** Brief **
Transcribe verbatim everything from the line containing "Trace the outline of every instance of the white" down to the line containing "M 218 67 L 216", including both of those lines. Omit the pictures from your transcription.

++++ Extracted information ++++

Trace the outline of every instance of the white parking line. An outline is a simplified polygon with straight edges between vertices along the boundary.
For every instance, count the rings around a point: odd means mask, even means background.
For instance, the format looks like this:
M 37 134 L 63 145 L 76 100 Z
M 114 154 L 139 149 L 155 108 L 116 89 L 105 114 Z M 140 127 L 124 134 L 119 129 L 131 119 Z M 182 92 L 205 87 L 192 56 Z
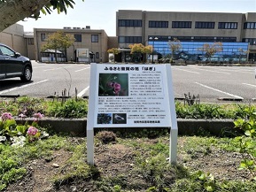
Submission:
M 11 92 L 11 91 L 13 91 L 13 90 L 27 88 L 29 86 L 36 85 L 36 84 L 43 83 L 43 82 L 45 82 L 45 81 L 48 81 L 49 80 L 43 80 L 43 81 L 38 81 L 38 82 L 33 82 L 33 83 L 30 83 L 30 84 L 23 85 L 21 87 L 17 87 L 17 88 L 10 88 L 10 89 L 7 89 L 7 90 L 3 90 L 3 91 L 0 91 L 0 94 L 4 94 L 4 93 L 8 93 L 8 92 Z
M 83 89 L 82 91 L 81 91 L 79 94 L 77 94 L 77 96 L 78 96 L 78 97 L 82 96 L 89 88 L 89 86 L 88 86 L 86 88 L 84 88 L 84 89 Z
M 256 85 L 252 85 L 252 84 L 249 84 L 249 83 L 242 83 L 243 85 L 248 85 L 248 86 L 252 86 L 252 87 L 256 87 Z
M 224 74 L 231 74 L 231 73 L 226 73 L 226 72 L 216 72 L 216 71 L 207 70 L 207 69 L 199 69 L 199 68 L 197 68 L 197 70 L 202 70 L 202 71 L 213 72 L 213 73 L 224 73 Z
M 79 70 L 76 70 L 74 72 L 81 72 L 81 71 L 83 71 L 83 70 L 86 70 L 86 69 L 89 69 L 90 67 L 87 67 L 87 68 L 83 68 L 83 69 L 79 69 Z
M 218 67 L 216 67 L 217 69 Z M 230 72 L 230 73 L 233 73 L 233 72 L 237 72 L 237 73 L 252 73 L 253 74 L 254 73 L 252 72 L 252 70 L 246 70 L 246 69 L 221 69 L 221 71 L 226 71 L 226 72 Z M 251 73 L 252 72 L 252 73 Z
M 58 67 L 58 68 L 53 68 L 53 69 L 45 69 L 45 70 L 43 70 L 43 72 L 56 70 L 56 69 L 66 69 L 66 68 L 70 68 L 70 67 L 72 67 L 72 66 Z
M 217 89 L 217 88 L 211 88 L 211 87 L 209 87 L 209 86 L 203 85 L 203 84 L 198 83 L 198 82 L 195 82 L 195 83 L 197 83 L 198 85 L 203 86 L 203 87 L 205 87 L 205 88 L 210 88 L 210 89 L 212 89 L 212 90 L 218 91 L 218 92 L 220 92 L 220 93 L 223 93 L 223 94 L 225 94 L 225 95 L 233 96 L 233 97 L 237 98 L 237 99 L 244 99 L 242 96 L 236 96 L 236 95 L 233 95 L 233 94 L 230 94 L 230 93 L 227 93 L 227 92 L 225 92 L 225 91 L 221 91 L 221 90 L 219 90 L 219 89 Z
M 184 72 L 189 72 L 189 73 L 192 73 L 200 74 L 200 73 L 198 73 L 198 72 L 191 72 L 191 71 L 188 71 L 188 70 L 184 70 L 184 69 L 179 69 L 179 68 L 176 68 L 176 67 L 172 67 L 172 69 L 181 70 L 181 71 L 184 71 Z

++++
++++ Extracted information ++++

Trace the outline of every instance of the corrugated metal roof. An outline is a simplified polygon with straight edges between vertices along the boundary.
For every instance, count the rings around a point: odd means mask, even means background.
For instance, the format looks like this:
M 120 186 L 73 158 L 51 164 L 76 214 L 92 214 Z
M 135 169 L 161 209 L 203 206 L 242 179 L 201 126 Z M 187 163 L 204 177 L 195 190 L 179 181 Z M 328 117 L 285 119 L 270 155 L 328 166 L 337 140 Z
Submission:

++++
++++ Extracted information ++++

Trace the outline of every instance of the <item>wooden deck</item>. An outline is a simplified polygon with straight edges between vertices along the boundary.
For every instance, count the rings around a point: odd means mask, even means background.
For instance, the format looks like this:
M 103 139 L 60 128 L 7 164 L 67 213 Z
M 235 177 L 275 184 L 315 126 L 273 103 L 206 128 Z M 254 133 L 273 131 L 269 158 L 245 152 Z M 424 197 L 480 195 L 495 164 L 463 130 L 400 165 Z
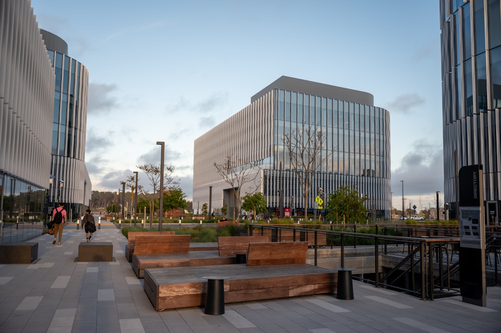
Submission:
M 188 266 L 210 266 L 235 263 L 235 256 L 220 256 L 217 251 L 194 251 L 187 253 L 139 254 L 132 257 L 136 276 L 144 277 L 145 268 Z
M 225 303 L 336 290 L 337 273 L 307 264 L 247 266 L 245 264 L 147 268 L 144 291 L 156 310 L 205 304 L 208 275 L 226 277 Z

++++

** Answer below **
Trace the outline of every instance of the white parking line. An outline is a simplified polygon with straight edges between vertices along the boundary.
For every instance, count the rings around a point: odd means mask, even means background.
For instance, the format looks like this:
M 37 134 L 63 145 L 76 100 Z
M 114 154 L 139 149 L 155 108 L 116 89 L 105 114 Z M 140 127 L 124 134 L 119 129 L 131 119 Z M 182 92 L 205 87 L 192 56 Z
Submission:
M 11 92 L 11 91 L 13 91 L 13 90 L 27 88 L 29 86 L 36 85 L 36 84 L 43 83 L 43 82 L 45 82 L 45 81 L 48 81 L 49 80 L 43 80 L 43 81 L 38 81 L 38 82 L 33 82 L 33 83 L 30 83 L 30 84 L 23 85 L 21 87 L 17 87 L 17 88 L 10 88 L 10 89 L 7 89 L 7 90 L 3 90 L 3 91 L 0 91 L 0 94 L 4 94 L 4 93 L 8 93 L 8 92 Z
M 83 89 L 82 91 L 81 91 L 79 94 L 77 94 L 77 96 L 78 96 L 78 97 L 82 96 L 89 88 L 89 86 L 88 86 L 86 88 L 84 88 L 84 89 Z
M 256 85 L 252 85 L 252 84 L 249 84 L 249 83 L 242 83 L 243 85 L 248 85 L 248 86 L 252 86 L 252 87 L 256 87 Z
M 224 74 L 231 74 L 231 73 L 226 73 L 226 72 L 216 72 L 216 71 L 207 70 L 207 69 L 199 69 L 199 68 L 197 68 L 197 70 L 202 70 L 202 71 L 213 72 L 213 73 L 224 73 Z
M 79 70 L 76 70 L 74 72 L 81 72 L 81 71 L 83 71 L 83 70 L 86 70 L 86 69 L 89 69 L 90 67 L 87 67 L 87 68 L 83 68 L 83 69 L 79 69 Z
M 218 67 L 216 67 L 217 69 Z M 230 72 L 230 73 L 233 73 L 233 72 L 237 72 L 237 73 L 252 73 L 253 74 L 254 73 L 252 72 L 252 70 L 246 70 L 246 69 L 221 69 L 221 71 L 226 71 L 226 72 Z M 251 73 L 252 72 L 252 73 Z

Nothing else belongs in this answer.